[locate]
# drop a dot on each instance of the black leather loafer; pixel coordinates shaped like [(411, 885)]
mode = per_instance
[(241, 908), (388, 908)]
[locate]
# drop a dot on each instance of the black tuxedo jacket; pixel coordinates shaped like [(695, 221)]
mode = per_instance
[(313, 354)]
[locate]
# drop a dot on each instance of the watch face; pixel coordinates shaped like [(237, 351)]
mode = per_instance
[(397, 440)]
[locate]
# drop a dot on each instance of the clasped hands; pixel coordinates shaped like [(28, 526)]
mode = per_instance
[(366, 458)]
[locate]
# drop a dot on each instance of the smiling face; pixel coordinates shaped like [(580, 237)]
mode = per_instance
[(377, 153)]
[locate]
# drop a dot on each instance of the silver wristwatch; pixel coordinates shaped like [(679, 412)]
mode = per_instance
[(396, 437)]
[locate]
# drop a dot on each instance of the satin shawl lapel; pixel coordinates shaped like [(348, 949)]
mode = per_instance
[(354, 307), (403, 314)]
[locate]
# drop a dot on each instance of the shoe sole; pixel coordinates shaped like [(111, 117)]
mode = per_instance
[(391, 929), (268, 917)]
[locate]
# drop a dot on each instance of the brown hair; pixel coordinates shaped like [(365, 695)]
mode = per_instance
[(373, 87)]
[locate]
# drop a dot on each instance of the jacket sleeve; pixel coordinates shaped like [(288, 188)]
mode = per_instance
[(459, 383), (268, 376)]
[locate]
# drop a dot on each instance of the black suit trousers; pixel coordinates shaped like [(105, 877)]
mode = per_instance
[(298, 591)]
...
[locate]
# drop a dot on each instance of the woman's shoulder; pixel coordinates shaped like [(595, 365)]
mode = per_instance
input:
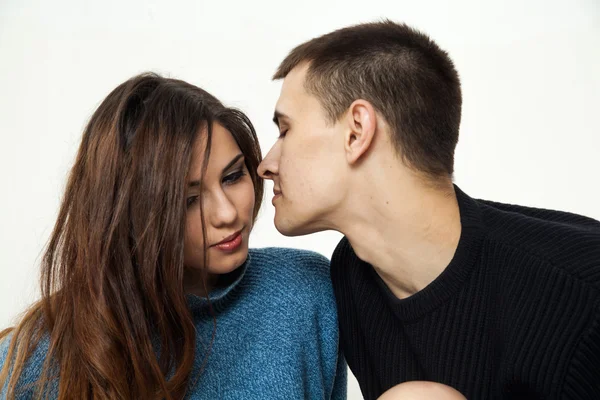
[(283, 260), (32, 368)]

• _What the exercise asks_: Every line of the records above where the string "jacket" is found should be copied.

• _Expected answer_:
# drop a dot on each instance of the black tuxedo jacket; pixel coordinates shaped like [(695, 221)]
# drop a dot on each instance of the jacket sleeve; pixel coordinates shaped like [(288, 188)]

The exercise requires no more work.